RECORDS SHOWN
* START *

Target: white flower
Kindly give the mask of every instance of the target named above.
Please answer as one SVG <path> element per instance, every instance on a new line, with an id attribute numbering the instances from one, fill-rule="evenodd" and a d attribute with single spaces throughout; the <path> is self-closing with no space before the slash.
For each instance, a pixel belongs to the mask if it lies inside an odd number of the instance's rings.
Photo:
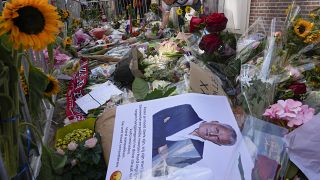
<path id="1" fill-rule="evenodd" d="M 84 143 L 84 147 L 86 148 L 94 148 L 96 146 L 98 142 L 98 139 L 97 138 L 90 138 L 88 140 L 86 140 L 86 142 Z"/>
<path id="2" fill-rule="evenodd" d="M 62 155 L 62 156 L 65 154 L 65 152 L 60 148 L 57 149 L 57 153 Z"/>
<path id="3" fill-rule="evenodd" d="M 75 143 L 75 142 L 71 142 L 71 143 L 68 144 L 68 149 L 69 149 L 70 151 L 76 150 L 77 147 L 78 147 L 78 144 Z"/>

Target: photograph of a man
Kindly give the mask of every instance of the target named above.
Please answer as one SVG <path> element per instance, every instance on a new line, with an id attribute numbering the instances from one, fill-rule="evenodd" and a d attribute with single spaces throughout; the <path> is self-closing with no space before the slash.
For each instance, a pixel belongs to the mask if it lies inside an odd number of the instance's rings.
<path id="1" fill-rule="evenodd" d="M 201 119 L 190 104 L 163 109 L 153 115 L 153 175 L 167 175 L 203 158 L 204 142 L 232 146 L 237 134 L 228 124 Z"/>

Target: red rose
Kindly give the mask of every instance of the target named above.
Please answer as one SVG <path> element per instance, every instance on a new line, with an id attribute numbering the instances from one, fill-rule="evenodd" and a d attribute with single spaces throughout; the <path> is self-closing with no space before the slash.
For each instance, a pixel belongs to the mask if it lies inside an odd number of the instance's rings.
<path id="1" fill-rule="evenodd" d="M 226 28 L 227 22 L 223 13 L 213 13 L 206 19 L 206 28 L 210 33 L 220 32 Z"/>
<path id="2" fill-rule="evenodd" d="M 192 17 L 190 20 L 190 33 L 194 33 L 195 30 L 200 29 L 200 26 L 205 23 L 205 20 L 206 17 Z"/>
<path id="3" fill-rule="evenodd" d="M 298 82 L 291 84 L 288 89 L 291 89 L 295 95 L 305 94 L 307 92 L 307 86 L 304 83 Z"/>
<path id="4" fill-rule="evenodd" d="M 206 53 L 213 53 L 220 45 L 222 45 L 222 41 L 218 35 L 207 34 L 202 37 L 199 48 L 204 50 Z"/>

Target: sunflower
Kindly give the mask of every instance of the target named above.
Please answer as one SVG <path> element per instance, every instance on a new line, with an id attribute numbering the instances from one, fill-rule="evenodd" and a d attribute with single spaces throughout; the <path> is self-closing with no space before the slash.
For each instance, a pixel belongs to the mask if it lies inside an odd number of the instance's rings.
<path id="1" fill-rule="evenodd" d="M 58 94 L 60 92 L 59 81 L 51 75 L 48 75 L 48 81 L 49 83 L 44 91 L 44 95 L 50 97 L 53 94 Z"/>
<path id="2" fill-rule="evenodd" d="M 306 37 L 308 34 L 310 34 L 313 23 L 306 21 L 304 19 L 298 19 L 296 25 L 294 26 L 294 32 L 300 36 L 300 37 Z"/>
<path id="3" fill-rule="evenodd" d="M 288 15 L 291 11 L 292 11 L 292 5 L 289 5 L 285 11 L 286 15 Z"/>
<path id="4" fill-rule="evenodd" d="M 316 18 L 316 17 L 317 17 L 317 15 L 316 15 L 315 13 L 313 13 L 313 12 L 312 12 L 312 13 L 310 13 L 310 14 L 309 14 L 309 16 L 310 16 L 312 19 L 314 19 L 314 18 Z"/>
<path id="5" fill-rule="evenodd" d="M 64 40 L 63 40 L 63 46 L 66 47 L 66 46 L 70 46 L 72 44 L 72 39 L 70 37 L 66 37 Z"/>
<path id="6" fill-rule="evenodd" d="M 7 2 L 0 16 L 0 36 L 9 32 L 15 49 L 41 50 L 55 41 L 62 26 L 56 9 L 44 0 Z"/>
<path id="7" fill-rule="evenodd" d="M 190 13 L 190 11 L 191 11 L 191 7 L 190 7 L 190 6 L 186 6 L 185 11 L 186 11 L 186 13 Z"/>
<path id="8" fill-rule="evenodd" d="M 181 8 L 178 8 L 177 10 L 176 10 L 176 13 L 180 16 L 180 15 L 182 15 L 182 9 Z"/>

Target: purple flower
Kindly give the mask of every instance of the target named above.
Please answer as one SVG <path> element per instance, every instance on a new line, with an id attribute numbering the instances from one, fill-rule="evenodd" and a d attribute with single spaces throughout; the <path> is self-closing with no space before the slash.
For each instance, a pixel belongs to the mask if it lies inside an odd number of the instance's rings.
<path id="1" fill-rule="evenodd" d="M 68 144 L 68 149 L 69 149 L 70 151 L 76 150 L 77 147 L 78 147 L 78 144 L 75 143 L 75 142 L 71 142 L 71 143 Z"/>
<path id="2" fill-rule="evenodd" d="M 98 139 L 97 138 L 90 138 L 88 140 L 86 140 L 86 142 L 84 143 L 84 147 L 87 147 L 87 148 L 94 148 L 96 146 L 98 142 Z"/>

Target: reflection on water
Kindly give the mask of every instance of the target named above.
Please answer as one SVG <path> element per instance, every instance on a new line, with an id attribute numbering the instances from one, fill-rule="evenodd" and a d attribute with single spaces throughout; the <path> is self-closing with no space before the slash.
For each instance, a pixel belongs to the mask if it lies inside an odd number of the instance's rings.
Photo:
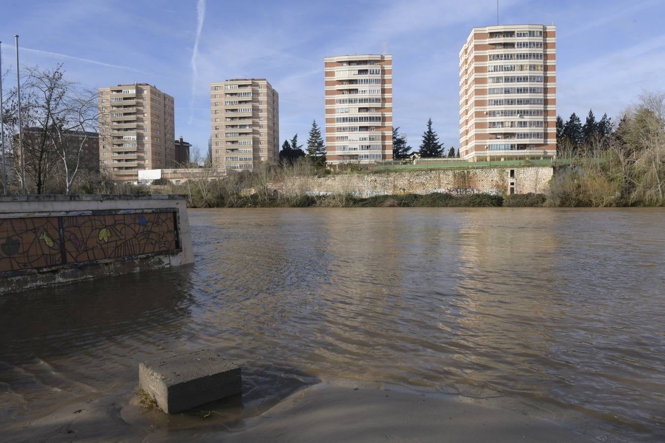
<path id="1" fill-rule="evenodd" d="M 193 268 L 0 298 L 0 422 L 209 347 L 243 365 L 234 420 L 340 377 L 665 436 L 662 215 L 192 211 Z"/>

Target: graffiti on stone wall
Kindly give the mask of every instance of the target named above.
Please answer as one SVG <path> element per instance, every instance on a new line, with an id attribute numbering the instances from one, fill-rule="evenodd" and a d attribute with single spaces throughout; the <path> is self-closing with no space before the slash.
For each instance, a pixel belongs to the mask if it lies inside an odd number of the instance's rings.
<path id="1" fill-rule="evenodd" d="M 501 189 L 479 189 L 478 188 L 442 188 L 441 189 L 432 189 L 429 193 L 441 193 L 451 195 L 468 195 L 469 194 L 501 195 L 503 191 Z"/>
<path id="2" fill-rule="evenodd" d="M 174 212 L 0 219 L 0 272 L 178 248 Z"/>

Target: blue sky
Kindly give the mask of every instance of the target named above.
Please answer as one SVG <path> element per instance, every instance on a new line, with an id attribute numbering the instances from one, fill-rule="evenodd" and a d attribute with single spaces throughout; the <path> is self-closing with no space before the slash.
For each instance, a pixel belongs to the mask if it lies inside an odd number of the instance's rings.
<path id="1" fill-rule="evenodd" d="M 663 17 L 665 0 L 500 7 L 502 24 L 557 25 L 557 112 L 583 119 L 589 108 L 614 117 L 643 90 L 665 89 Z M 0 3 L 3 69 L 14 66 L 18 33 L 22 64 L 64 62 L 92 88 L 154 84 L 175 98 L 176 136 L 203 150 L 210 82 L 267 78 L 279 93 L 281 139 L 304 141 L 313 119 L 323 122 L 323 57 L 384 52 L 393 55 L 394 124 L 417 149 L 431 117 L 445 147 L 456 147 L 458 54 L 473 27 L 495 23 L 494 0 Z"/>

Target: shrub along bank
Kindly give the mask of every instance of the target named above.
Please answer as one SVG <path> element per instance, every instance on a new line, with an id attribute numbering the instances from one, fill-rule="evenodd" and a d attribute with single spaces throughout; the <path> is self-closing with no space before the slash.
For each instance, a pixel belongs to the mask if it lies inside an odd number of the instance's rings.
<path id="1" fill-rule="evenodd" d="M 510 195 L 503 197 L 487 194 L 451 195 L 432 194 L 404 194 L 376 195 L 361 198 L 351 195 L 301 195 L 287 198 L 276 195 L 253 194 L 246 197 L 224 199 L 219 196 L 214 207 L 227 208 L 271 207 L 487 207 L 543 206 L 543 194 Z"/>

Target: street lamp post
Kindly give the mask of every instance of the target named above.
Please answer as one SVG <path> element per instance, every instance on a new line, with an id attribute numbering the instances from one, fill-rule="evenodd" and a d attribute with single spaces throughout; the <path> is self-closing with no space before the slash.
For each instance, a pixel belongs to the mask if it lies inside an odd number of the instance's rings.
<path id="1" fill-rule="evenodd" d="M 7 195 L 7 169 L 5 166 L 5 120 L 3 120 L 2 101 L 2 42 L 0 42 L 0 143 L 2 143 L 2 189 Z"/>
<path id="2" fill-rule="evenodd" d="M 21 76 L 19 74 L 19 35 L 16 39 L 16 93 L 19 103 L 19 151 L 21 153 L 21 192 L 25 197 L 25 156 L 23 155 L 23 125 L 21 120 Z"/>

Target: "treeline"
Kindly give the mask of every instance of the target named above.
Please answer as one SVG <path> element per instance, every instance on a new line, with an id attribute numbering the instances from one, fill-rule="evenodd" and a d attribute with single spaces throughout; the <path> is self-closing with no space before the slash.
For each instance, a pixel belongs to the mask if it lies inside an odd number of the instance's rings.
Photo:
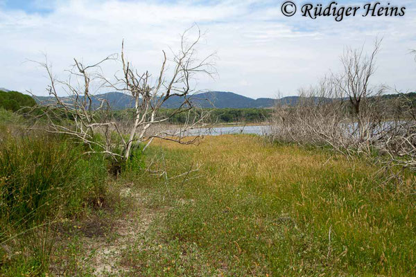
<path id="1" fill-rule="evenodd" d="M 174 114 L 175 109 L 161 109 L 158 117 L 168 117 Z M 169 123 L 182 124 L 187 121 L 189 118 L 200 117 L 201 113 L 209 113 L 208 120 L 211 123 L 261 123 L 265 122 L 270 118 L 272 116 L 271 109 L 192 109 L 189 112 L 182 112 L 171 116 L 168 120 Z M 191 114 L 189 114 L 190 113 Z M 123 120 L 126 118 L 132 118 L 134 110 L 126 109 L 120 111 L 114 111 L 113 116 L 115 119 Z"/>
<path id="2" fill-rule="evenodd" d="M 18 91 L 3 91 L 0 90 L 0 108 L 8 111 L 17 111 L 24 107 L 33 107 L 35 99 L 28 95 Z"/>

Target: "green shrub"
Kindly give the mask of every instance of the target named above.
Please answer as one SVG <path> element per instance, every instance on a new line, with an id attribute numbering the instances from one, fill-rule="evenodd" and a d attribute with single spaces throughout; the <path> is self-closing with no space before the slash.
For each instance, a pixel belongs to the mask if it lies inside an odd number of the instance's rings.
<path id="1" fill-rule="evenodd" d="M 6 138 L 0 146 L 1 221 L 12 229 L 26 229 L 59 211 L 79 212 L 87 197 L 103 190 L 104 161 L 83 155 L 81 146 L 62 137 Z"/>

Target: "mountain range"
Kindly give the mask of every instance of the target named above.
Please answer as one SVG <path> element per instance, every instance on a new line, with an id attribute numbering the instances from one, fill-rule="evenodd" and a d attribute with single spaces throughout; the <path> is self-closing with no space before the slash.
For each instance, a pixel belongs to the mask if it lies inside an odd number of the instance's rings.
<path id="1" fill-rule="evenodd" d="M 292 102 L 293 97 L 287 97 L 288 102 Z M 37 100 L 44 102 L 53 100 L 51 96 L 37 96 Z M 108 101 L 113 109 L 123 109 L 132 107 L 132 97 L 120 92 L 108 92 L 97 94 L 92 96 L 93 105 L 97 106 L 100 101 L 104 99 Z M 276 100 L 272 98 L 261 98 L 257 99 L 250 98 L 229 91 L 209 91 L 194 94 L 190 97 L 190 101 L 196 107 L 202 108 L 216 107 L 223 108 L 268 108 L 272 107 Z M 284 99 L 284 98 L 282 98 Z M 183 98 L 173 96 L 169 98 L 163 105 L 163 107 L 171 109 L 177 108 L 183 102 Z"/>

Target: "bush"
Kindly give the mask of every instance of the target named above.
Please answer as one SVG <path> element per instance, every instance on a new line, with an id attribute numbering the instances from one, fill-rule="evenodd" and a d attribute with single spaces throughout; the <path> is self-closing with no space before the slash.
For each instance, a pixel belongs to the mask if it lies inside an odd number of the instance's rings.
<path id="1" fill-rule="evenodd" d="M 0 235 L 79 213 L 100 194 L 104 159 L 62 137 L 7 138 L 0 146 Z M 4 238 L 0 237 L 0 242 Z"/>

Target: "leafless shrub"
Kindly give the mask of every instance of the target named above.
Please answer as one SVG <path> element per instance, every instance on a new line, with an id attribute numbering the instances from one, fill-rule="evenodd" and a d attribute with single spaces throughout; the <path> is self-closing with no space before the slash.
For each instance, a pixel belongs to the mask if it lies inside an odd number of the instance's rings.
<path id="1" fill-rule="evenodd" d="M 190 40 L 189 33 L 196 28 L 196 37 Z M 198 136 L 184 138 L 184 131 L 202 124 L 207 116 L 205 113 L 199 113 L 198 118 L 188 116 L 177 129 L 161 127 L 175 114 L 186 114 L 194 108 L 191 98 L 198 92 L 194 87 L 196 78 L 214 73 L 214 54 L 202 59 L 198 57 L 196 48 L 201 37 L 197 27 L 187 30 L 182 35 L 179 51 L 173 53 L 173 58 L 168 59 L 163 51 L 163 62 L 155 78 L 148 71 L 139 73 L 133 66 L 125 57 L 123 43 L 119 60 L 112 55 L 92 65 L 84 65 L 74 60 L 75 64 L 65 81 L 57 80 L 47 61 L 41 63 L 50 79 L 47 90 L 53 96 L 53 101 L 46 108 L 40 109 L 42 114 L 39 118 L 46 118 L 47 123 L 37 123 L 33 129 L 67 134 L 88 145 L 89 150 L 86 153 L 101 152 L 116 159 L 128 159 L 134 148 L 143 143 L 147 143 L 146 148 L 156 137 L 193 143 Z M 101 70 L 101 65 L 110 60 L 119 61 L 122 69 L 112 78 L 105 76 Z M 132 118 L 123 123 L 115 120 L 108 101 L 93 95 L 94 85 L 99 89 L 111 88 L 129 96 L 134 102 Z M 63 93 L 68 96 L 62 97 Z M 160 116 L 158 111 L 172 97 L 179 98 L 182 103 L 169 114 Z M 153 127 L 157 125 L 159 127 Z"/>
<path id="2" fill-rule="evenodd" d="M 378 160 L 389 168 L 416 170 L 415 100 L 400 93 L 383 97 L 388 88 L 370 86 L 380 43 L 370 55 L 363 48 L 345 51 L 341 73 L 301 89 L 297 102 L 278 101 L 268 132 L 272 139 L 329 145 L 348 155 L 378 151 Z"/>

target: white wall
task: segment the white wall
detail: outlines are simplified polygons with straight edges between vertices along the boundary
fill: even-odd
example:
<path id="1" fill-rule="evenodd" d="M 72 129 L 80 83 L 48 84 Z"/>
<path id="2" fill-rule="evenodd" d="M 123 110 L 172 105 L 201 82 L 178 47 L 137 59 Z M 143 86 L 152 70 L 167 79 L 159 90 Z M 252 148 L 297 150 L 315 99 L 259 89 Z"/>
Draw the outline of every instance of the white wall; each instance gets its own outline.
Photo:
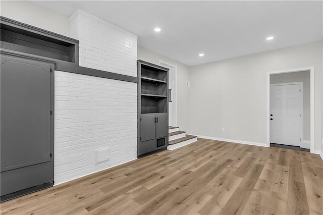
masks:
<path id="1" fill-rule="evenodd" d="M 303 82 L 303 140 L 309 141 L 310 92 L 309 71 L 271 75 L 271 84 Z"/>
<path id="2" fill-rule="evenodd" d="M 182 131 L 190 133 L 190 121 L 191 88 L 186 86 L 186 81 L 191 81 L 188 66 L 158 55 L 141 46 L 138 46 L 138 59 L 159 65 L 159 61 L 177 66 L 177 125 Z"/>
<path id="3" fill-rule="evenodd" d="M 2 1 L 1 13 L 79 39 L 81 66 L 137 76 L 137 37 L 118 26 L 79 10 L 70 23 L 29 2 Z M 55 71 L 56 184 L 136 158 L 137 93 L 136 83 Z M 98 163 L 101 149 L 109 158 Z"/>
<path id="4" fill-rule="evenodd" d="M 315 150 L 320 150 L 321 42 L 319 41 L 192 67 L 191 132 L 265 144 L 267 72 L 313 66 Z M 225 128 L 224 132 L 222 128 Z"/>
<path id="5" fill-rule="evenodd" d="M 80 66 L 137 77 L 137 35 L 81 10 L 70 20 Z"/>
<path id="6" fill-rule="evenodd" d="M 1 16 L 66 36 L 70 36 L 68 17 L 30 2 L 2 1 Z"/>
<path id="7" fill-rule="evenodd" d="M 137 158 L 136 83 L 56 71 L 55 113 L 56 184 Z"/>
<path id="8" fill-rule="evenodd" d="M 137 76 L 137 36 L 79 10 L 70 20 L 80 66 Z M 55 73 L 55 182 L 136 159 L 137 83 Z"/>

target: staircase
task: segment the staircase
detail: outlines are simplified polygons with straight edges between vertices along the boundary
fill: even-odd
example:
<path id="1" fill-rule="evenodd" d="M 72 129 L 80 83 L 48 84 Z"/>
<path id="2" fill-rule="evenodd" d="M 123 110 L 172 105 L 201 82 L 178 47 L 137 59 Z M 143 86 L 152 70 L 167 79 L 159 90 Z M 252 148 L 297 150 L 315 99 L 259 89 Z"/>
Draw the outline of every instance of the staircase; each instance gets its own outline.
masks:
<path id="1" fill-rule="evenodd" d="M 180 131 L 178 127 L 169 126 L 168 133 L 168 150 L 174 150 L 197 141 L 197 137 L 187 135 L 185 131 Z"/>

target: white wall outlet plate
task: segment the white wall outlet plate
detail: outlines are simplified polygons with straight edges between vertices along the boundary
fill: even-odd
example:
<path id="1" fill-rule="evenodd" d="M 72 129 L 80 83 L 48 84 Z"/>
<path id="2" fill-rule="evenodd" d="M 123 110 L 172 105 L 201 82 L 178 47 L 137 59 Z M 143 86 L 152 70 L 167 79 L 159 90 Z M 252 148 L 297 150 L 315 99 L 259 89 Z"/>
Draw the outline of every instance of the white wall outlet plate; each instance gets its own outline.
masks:
<path id="1" fill-rule="evenodd" d="M 96 151 L 96 163 L 107 160 L 109 159 L 109 149 L 104 148 Z"/>

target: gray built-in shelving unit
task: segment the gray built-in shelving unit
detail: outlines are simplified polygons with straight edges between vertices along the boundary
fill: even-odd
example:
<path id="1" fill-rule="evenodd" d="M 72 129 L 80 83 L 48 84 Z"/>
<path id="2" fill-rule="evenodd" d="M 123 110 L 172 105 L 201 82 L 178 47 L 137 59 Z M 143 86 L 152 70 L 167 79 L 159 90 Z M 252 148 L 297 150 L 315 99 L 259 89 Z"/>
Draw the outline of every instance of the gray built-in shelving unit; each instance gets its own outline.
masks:
<path id="1" fill-rule="evenodd" d="M 168 70 L 138 61 L 138 157 L 168 146 Z"/>

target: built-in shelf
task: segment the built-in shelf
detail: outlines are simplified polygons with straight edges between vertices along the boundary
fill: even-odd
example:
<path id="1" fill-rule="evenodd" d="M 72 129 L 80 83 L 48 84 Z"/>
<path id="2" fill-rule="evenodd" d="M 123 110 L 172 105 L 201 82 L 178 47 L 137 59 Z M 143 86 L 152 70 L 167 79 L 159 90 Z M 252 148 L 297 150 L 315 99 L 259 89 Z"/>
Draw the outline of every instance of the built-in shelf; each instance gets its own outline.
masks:
<path id="1" fill-rule="evenodd" d="M 156 95 L 153 94 L 141 94 L 142 96 L 150 96 L 150 97 L 160 97 L 160 98 L 167 98 L 167 95 Z"/>
<path id="2" fill-rule="evenodd" d="M 168 70 L 138 61 L 138 156 L 168 146 Z"/>
<path id="3" fill-rule="evenodd" d="M 78 65 L 78 41 L 0 17 L 2 49 Z"/>
<path id="4" fill-rule="evenodd" d="M 141 81 L 150 83 L 163 83 L 167 84 L 167 82 L 161 80 L 155 79 L 154 78 L 148 78 L 147 77 L 141 77 Z"/>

* END *

AIM
Reproduce the records from their beginning up to and including the line containing "71 143 L 68", requests included. Multiply every coordinate in the answers by 1.15 and round it to a whole number, with halves rounding up. Leave the pictures out.

ANSWER TO THE EXERCISE
Target: white flower
Kindly give the mask of every instance of the target named above.
Please answer as one SVG <path> element per instance, every instance on a new line, with an id attribute numbering the instances from one, fill-rule="evenodd" and a d attribute with single spaces throughout; the <path> is self-closing with no space before the slash.
For each instance, a pixel belongs to the mask if it lies inside an odd number of the instance's rings.
Photo:
<path id="1" fill-rule="evenodd" d="M 97 164 L 97 169 L 99 170 L 108 170 L 110 168 L 113 163 L 113 160 L 112 159 L 104 159 L 101 161 L 99 161 L 99 163 Z"/>
<path id="2" fill-rule="evenodd" d="M 71 178 L 71 179 L 75 177 L 75 175 L 69 170 L 66 171 L 66 176 Z"/>
<path id="3" fill-rule="evenodd" d="M 86 164 L 86 163 L 82 163 L 82 164 L 78 166 L 78 171 L 79 171 L 81 174 L 87 173 L 89 169 L 90 169 L 90 166 Z"/>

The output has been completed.